# [TASK TO COMPLETE]
Pictures do not belong in the copy. Write out exactly the lines from the one containing "Rules. Find each instance of the acropolis" through the end of the data.

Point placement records
....
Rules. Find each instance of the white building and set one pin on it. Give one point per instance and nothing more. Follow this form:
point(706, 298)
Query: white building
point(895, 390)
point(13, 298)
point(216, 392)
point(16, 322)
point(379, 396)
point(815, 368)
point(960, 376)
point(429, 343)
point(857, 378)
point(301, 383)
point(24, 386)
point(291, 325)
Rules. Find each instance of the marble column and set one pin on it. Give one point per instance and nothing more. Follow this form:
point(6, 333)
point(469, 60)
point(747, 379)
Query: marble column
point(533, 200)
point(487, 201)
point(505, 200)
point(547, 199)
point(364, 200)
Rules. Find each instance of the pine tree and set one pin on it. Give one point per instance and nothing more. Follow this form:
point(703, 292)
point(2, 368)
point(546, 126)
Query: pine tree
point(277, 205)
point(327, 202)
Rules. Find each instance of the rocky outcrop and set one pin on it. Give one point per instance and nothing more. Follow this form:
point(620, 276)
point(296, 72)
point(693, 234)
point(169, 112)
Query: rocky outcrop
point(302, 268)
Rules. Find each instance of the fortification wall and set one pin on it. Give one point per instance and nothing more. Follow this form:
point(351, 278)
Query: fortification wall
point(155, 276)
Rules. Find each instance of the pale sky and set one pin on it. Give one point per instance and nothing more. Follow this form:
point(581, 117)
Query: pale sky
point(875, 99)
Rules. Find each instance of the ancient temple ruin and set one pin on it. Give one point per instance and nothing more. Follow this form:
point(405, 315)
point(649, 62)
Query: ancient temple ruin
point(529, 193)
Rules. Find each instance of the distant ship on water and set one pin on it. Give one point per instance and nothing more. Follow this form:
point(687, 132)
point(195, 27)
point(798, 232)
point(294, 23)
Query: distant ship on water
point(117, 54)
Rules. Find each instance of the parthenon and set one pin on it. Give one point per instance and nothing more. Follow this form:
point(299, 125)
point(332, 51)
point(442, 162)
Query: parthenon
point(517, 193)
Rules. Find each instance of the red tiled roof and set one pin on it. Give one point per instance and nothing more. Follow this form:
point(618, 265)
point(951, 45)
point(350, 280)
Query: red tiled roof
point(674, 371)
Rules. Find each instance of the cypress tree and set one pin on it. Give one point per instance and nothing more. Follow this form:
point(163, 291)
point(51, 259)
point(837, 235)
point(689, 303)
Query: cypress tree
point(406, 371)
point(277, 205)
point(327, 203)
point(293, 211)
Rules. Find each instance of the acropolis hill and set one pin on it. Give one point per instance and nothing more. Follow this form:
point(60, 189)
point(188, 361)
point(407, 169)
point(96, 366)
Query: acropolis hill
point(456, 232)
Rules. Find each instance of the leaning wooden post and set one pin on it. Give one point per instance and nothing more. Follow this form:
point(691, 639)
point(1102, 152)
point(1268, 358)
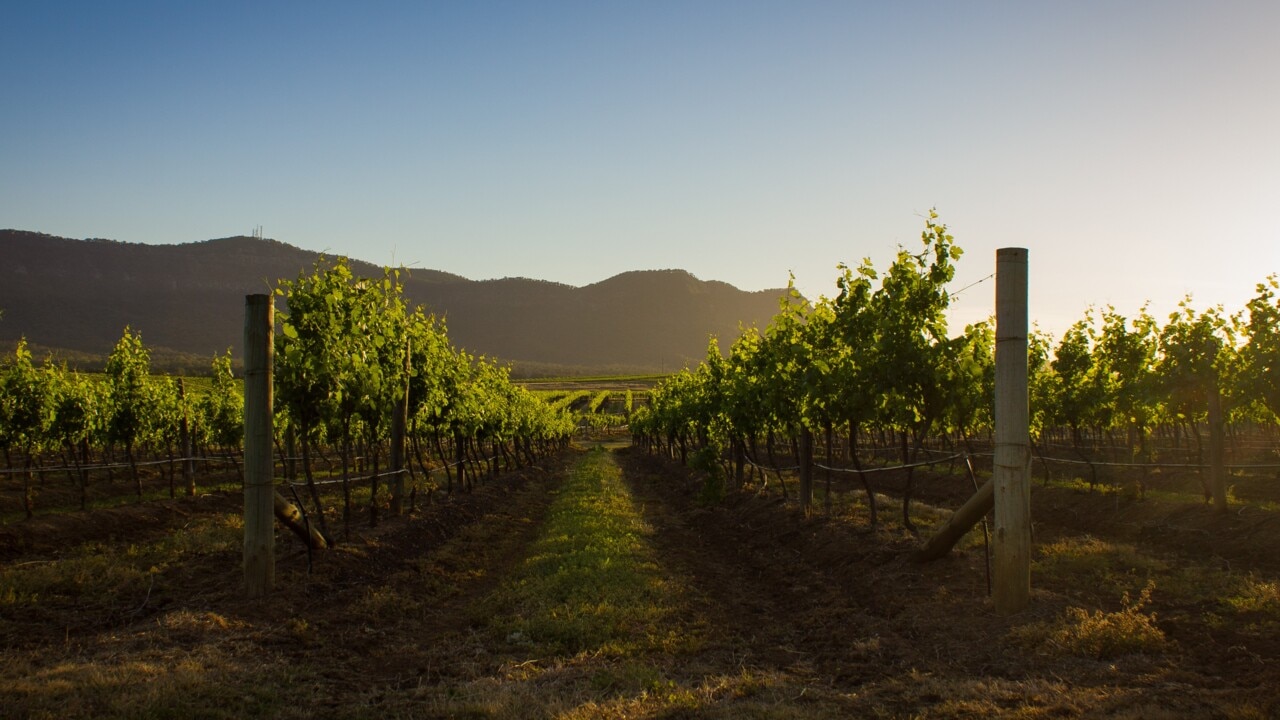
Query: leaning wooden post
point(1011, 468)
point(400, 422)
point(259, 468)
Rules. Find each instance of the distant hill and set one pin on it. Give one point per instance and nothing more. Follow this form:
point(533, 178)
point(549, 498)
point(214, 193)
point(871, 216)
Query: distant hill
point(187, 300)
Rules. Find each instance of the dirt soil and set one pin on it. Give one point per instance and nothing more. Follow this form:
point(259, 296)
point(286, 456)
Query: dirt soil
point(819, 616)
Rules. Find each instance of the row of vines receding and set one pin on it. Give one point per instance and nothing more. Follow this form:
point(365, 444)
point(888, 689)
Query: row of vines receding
....
# [TASK RESULT]
Rules. Find each instance of the acropolis hill and set one pin on it. Give one point per instance and nothing more. Follow this form:
point(60, 189)
point(188, 361)
point(407, 169)
point(96, 366)
Query: acropolis hill
point(456, 232)
Rules. Find each instance of the leaning wooden post and set one pin on it. Give one point per instance and nothing more. Follow this form:
point(691, 639)
point(1102, 152)
point(1268, 358)
Query: leaning wooden post
point(1011, 468)
point(400, 422)
point(259, 468)
Rules. Find each instance of the distant hill and set one pin on it. Give one point per instance and nothing more. Follow this form:
point(533, 178)
point(549, 498)
point(214, 193)
point(871, 216)
Query: distant hill
point(187, 300)
Rules. Find each instance of the dirt soil and set one pin on it. Give one point per instance and nothing more. Follow this form:
point(259, 296)
point(286, 456)
Query: dirt soil
point(819, 616)
Rules. Find each instance of the row of vines receding and set one pin on it. Give one point per instance and nothing more. Follow this form:
point(365, 444)
point(888, 689)
Query: row of vines receding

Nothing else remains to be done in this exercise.